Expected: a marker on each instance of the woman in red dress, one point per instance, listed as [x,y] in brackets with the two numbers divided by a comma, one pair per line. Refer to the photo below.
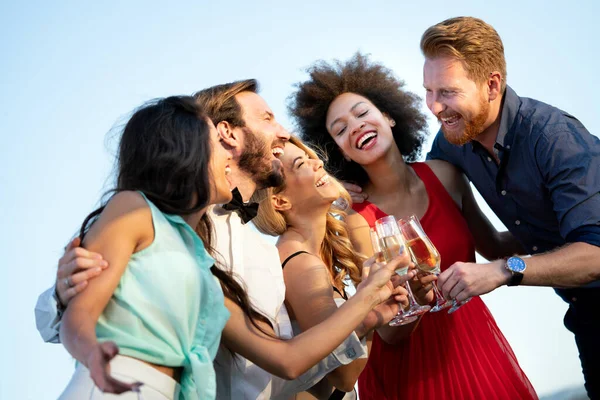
[369,127]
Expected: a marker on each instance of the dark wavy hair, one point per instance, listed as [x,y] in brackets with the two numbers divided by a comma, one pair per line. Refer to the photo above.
[164,152]
[309,105]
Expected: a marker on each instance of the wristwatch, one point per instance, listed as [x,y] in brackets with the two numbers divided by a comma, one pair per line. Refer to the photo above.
[516,266]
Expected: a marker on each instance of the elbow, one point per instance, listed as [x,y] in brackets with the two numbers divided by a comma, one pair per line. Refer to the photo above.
[289,370]
[345,385]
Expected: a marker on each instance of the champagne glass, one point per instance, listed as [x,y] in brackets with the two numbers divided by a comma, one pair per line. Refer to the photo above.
[401,318]
[424,255]
[392,244]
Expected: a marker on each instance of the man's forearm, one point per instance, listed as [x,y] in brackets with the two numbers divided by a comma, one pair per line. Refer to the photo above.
[573,265]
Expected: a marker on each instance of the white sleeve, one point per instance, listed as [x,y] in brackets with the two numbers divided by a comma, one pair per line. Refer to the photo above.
[47,319]
[351,349]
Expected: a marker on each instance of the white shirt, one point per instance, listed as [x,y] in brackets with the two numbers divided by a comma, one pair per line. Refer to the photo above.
[256,262]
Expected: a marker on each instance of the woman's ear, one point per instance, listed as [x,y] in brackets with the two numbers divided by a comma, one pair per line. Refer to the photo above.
[389,119]
[280,203]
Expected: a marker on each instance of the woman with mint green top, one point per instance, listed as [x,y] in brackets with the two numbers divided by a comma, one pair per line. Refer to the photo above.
[158,304]
[152,321]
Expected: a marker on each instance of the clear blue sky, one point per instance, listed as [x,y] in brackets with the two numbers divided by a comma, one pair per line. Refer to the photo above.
[69,73]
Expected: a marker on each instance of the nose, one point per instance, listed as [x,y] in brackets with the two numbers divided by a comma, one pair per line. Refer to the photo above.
[317,164]
[357,127]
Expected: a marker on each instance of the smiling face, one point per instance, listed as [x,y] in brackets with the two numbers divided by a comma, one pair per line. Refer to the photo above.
[361,130]
[219,168]
[263,140]
[459,103]
[307,184]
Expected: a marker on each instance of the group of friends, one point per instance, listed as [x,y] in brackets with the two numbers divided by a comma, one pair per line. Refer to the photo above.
[169,293]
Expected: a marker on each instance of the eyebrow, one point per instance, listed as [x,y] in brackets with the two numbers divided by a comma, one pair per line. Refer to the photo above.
[298,158]
[338,119]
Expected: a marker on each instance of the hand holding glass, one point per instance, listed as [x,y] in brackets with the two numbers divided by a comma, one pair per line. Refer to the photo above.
[391,244]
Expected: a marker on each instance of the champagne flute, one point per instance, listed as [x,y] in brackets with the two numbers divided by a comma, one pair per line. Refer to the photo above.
[392,244]
[424,255]
[400,318]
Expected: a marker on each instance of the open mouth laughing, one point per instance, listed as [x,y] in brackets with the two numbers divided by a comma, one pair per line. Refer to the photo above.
[450,121]
[366,140]
[324,180]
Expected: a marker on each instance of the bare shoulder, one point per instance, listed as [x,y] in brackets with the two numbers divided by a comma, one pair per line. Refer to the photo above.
[126,214]
[305,272]
[451,178]
[354,220]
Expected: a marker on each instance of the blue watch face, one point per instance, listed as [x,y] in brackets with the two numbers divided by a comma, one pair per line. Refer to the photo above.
[516,264]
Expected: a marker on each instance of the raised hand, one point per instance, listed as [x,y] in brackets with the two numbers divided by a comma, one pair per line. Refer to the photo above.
[378,275]
[75,268]
[464,280]
[422,287]
[355,192]
[98,363]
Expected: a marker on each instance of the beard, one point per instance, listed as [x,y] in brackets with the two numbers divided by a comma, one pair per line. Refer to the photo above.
[473,127]
[256,161]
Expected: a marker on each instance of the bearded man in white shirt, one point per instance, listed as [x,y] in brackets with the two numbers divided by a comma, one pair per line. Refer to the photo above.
[247,125]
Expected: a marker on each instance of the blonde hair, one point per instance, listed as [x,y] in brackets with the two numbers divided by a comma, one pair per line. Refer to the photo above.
[470,40]
[337,251]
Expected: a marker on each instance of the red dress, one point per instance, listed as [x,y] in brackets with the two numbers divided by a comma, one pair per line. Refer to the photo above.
[449,356]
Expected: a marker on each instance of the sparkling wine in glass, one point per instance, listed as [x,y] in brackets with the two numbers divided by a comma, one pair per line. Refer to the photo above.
[424,255]
[392,244]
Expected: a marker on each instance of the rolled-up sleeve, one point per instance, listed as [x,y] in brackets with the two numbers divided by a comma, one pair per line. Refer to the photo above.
[570,162]
[47,319]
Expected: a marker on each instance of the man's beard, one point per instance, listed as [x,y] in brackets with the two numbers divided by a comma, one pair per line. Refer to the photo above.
[473,127]
[256,161]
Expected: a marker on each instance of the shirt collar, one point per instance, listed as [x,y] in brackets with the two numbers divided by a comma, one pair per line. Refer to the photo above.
[510,107]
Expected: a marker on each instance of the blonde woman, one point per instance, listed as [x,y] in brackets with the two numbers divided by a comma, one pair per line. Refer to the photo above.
[316,254]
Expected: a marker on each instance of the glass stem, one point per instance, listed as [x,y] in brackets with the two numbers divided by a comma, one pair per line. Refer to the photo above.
[438,296]
[411,298]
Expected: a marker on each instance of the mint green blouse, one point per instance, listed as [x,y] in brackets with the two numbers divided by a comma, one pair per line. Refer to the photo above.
[168,308]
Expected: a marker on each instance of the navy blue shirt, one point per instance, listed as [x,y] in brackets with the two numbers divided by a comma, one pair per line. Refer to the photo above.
[546,189]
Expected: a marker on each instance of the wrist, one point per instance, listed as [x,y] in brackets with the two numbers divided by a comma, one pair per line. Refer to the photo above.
[368,297]
[60,307]
[505,275]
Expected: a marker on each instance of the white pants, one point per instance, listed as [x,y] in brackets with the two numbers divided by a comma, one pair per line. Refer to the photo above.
[156,385]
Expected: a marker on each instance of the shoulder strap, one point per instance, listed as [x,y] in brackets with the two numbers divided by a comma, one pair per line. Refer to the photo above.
[292,256]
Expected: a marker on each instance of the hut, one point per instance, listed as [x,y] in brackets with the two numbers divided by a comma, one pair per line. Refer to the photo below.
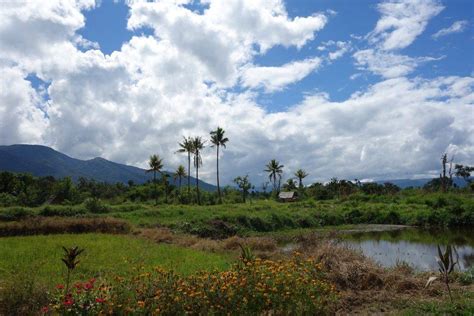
[290,196]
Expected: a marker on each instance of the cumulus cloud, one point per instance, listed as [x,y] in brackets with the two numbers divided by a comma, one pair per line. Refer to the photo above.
[402,22]
[143,98]
[224,36]
[388,65]
[276,78]
[456,27]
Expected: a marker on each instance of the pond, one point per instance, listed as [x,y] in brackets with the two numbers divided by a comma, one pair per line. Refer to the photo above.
[415,246]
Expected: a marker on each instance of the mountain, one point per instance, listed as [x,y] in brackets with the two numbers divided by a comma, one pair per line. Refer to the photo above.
[44,161]
[404,183]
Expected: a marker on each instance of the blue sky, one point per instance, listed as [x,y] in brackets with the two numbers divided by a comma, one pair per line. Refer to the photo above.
[352,89]
[106,24]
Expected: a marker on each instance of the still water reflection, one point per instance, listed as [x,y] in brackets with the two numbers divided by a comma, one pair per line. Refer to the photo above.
[415,246]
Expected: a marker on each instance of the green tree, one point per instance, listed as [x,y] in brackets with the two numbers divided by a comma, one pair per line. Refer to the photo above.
[156,164]
[464,172]
[290,185]
[198,146]
[301,174]
[179,174]
[186,146]
[275,171]
[217,140]
[244,184]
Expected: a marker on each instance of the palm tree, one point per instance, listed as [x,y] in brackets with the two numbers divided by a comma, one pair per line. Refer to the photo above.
[198,146]
[156,164]
[218,139]
[179,174]
[301,174]
[274,170]
[187,147]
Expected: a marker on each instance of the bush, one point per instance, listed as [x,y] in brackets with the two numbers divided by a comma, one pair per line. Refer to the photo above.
[94,205]
[7,199]
[58,225]
[63,211]
[14,214]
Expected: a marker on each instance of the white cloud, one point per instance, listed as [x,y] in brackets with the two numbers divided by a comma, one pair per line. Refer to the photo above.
[276,78]
[143,98]
[223,38]
[20,118]
[388,65]
[402,22]
[456,27]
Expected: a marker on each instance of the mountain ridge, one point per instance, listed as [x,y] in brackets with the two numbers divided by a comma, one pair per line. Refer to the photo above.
[40,160]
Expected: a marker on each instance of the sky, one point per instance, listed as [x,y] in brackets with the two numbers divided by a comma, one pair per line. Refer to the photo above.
[341,88]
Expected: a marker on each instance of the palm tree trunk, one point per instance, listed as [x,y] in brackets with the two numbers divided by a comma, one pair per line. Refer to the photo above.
[197,179]
[156,188]
[189,174]
[218,186]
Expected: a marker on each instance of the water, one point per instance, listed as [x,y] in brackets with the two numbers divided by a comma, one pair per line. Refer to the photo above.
[415,246]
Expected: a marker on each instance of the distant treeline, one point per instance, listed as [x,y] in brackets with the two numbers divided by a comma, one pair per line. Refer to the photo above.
[26,190]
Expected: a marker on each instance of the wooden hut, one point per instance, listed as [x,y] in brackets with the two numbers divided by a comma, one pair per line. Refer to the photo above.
[288,196]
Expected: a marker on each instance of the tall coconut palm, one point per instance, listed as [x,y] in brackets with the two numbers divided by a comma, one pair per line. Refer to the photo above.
[156,164]
[179,174]
[198,146]
[217,140]
[301,174]
[187,147]
[275,171]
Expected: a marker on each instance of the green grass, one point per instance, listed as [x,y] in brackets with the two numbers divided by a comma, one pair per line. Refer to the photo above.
[104,255]
[463,305]
[263,216]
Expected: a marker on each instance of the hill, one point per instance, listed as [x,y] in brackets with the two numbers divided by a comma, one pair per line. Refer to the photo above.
[43,161]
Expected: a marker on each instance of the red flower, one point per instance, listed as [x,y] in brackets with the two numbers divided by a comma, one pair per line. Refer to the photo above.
[68,302]
[78,285]
[88,286]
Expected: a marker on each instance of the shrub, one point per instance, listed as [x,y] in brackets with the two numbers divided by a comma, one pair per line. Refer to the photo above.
[94,205]
[57,225]
[62,211]
[7,199]
[14,214]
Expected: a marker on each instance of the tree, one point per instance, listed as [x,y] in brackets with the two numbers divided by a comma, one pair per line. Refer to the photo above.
[446,177]
[218,139]
[244,184]
[179,174]
[198,146]
[275,171]
[301,174]
[290,185]
[464,172]
[156,164]
[187,147]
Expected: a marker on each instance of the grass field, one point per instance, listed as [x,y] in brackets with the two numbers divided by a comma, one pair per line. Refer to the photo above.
[219,221]
[104,255]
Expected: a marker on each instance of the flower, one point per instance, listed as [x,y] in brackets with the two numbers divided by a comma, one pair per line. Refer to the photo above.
[68,302]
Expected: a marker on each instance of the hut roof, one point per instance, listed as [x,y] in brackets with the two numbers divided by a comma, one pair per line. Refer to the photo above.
[287,195]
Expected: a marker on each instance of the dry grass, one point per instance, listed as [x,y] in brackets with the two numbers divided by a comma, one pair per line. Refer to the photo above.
[263,246]
[364,286]
[60,225]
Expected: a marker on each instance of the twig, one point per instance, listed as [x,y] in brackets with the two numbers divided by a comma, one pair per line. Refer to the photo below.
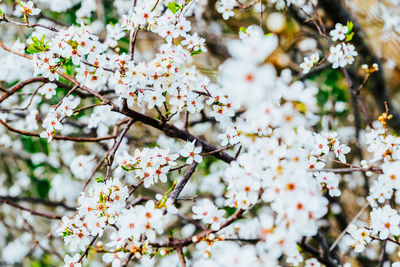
[345,230]
[183,182]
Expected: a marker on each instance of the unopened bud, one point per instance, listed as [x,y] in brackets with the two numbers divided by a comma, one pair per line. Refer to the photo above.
[195,239]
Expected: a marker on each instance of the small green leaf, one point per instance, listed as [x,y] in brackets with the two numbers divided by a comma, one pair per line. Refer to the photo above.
[66,233]
[124,168]
[195,52]
[350,26]
[174,7]
[349,37]
[100,179]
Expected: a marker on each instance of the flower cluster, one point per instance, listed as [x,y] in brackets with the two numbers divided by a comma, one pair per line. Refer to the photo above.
[99,207]
[148,164]
[342,54]
[206,211]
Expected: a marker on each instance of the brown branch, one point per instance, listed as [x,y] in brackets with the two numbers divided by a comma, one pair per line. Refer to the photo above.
[183,182]
[115,147]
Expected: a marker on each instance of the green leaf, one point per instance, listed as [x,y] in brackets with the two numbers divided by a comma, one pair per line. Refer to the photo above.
[350,26]
[124,168]
[349,36]
[174,7]
[99,179]
[43,188]
[66,233]
[195,52]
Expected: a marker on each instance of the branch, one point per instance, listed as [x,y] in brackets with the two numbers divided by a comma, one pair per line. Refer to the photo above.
[184,181]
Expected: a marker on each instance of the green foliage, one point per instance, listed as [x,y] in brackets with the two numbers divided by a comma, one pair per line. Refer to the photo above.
[350,26]
[350,33]
[243,29]
[42,188]
[196,52]
[99,179]
[38,45]
[174,7]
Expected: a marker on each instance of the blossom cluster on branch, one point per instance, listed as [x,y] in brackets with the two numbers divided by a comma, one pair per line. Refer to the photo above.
[190,133]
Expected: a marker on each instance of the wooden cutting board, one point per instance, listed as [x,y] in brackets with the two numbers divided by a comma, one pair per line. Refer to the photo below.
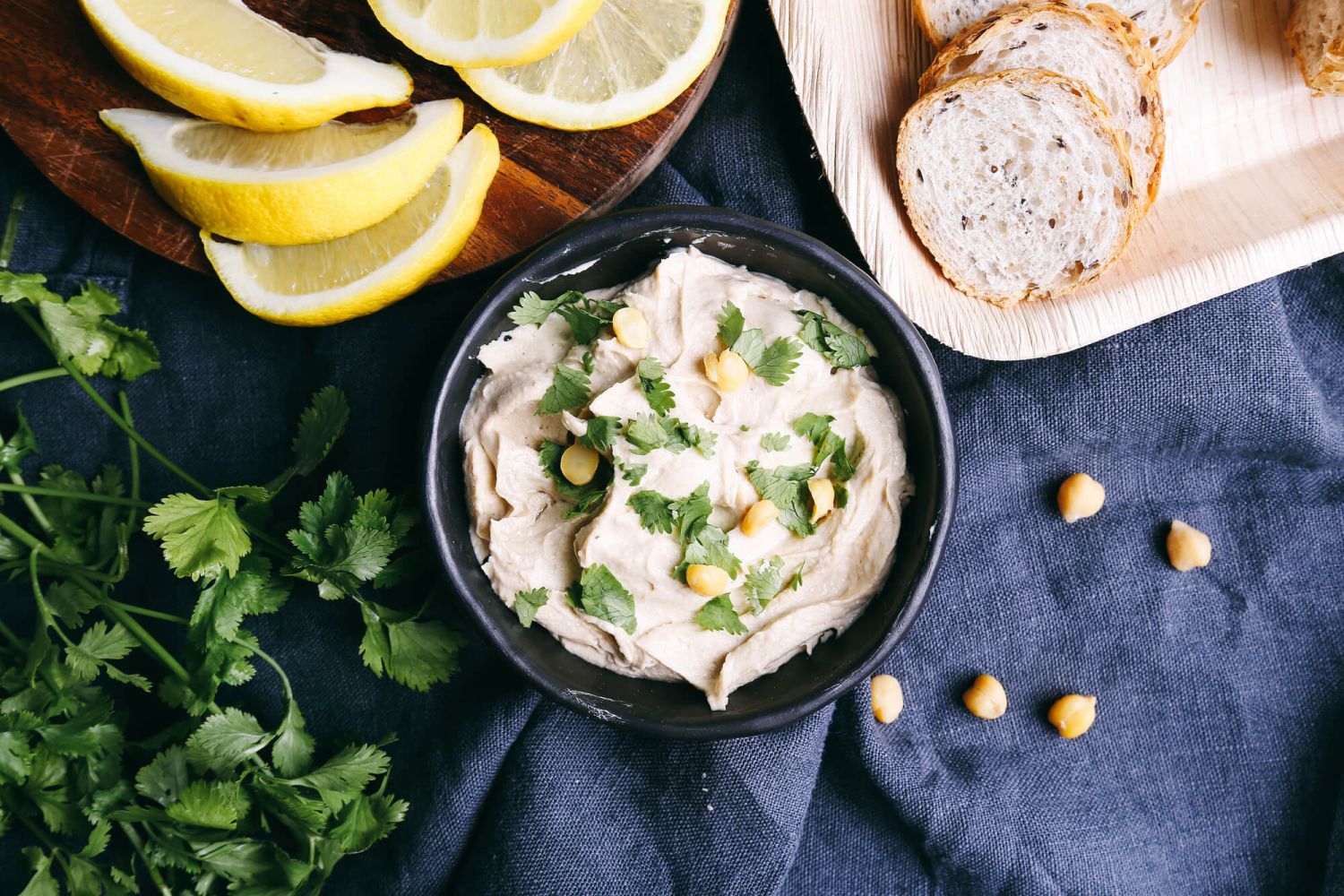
[58,77]
[1253,183]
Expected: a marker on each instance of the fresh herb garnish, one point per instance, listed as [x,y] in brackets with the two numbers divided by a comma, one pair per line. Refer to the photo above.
[214,798]
[567,392]
[836,344]
[773,363]
[583,497]
[787,487]
[719,616]
[526,603]
[602,597]
[763,583]
[816,429]
[601,433]
[653,386]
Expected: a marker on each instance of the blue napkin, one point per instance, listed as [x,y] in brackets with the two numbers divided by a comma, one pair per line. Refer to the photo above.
[1214,766]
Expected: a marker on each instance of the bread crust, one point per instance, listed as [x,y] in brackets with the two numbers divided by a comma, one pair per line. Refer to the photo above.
[925,21]
[1328,75]
[1024,77]
[1098,15]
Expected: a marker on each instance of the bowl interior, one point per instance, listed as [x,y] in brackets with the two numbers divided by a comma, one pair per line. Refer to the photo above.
[618,249]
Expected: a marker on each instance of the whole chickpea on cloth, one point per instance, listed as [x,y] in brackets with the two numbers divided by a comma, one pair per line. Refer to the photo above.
[1214,762]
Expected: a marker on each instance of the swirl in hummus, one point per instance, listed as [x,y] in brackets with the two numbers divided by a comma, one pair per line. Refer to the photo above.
[682,460]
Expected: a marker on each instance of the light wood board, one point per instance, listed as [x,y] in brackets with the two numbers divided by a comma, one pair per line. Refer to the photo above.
[1253,185]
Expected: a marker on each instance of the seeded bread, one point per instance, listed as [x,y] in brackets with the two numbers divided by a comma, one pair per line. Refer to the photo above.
[1016,183]
[1167,24]
[1316,35]
[1094,45]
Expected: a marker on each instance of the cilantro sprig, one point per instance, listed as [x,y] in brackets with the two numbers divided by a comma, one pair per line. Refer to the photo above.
[212,797]
[774,362]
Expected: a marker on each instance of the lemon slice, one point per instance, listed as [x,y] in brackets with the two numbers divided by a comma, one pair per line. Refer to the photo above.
[298,187]
[222,61]
[633,58]
[358,274]
[484,32]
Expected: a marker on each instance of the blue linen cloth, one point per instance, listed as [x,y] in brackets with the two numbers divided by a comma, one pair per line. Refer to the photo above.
[1214,766]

■ ■ ■

## Challenge
In the listing above, find the line containing "Expected: a marker on each instance of the cilantro", then reproduce it and each line after it through the end, exactly and with nothing added.

## Answer in full
Expected: a marker on each instance of the cilantro sprig, one point per instance, listed as [x,y] in brackets with the two numbers divided by a comma, one pair per line. Refer to the photo above.
[212,797]
[774,362]
Expected: a marker on each instance of the lemon slice, one point per instance, listed as [x,y] in brackets with the two numbers divided by a comma, one pair per line. Refer to the photo above.
[298,187]
[222,61]
[633,58]
[358,274]
[484,32]
Expected: a marker on each instance of the blue linen cloth, one point per instance, listed as [x,y] in brackets with the two numbers divided by a comma, one pair per line. Refer to the photo above.
[1214,766]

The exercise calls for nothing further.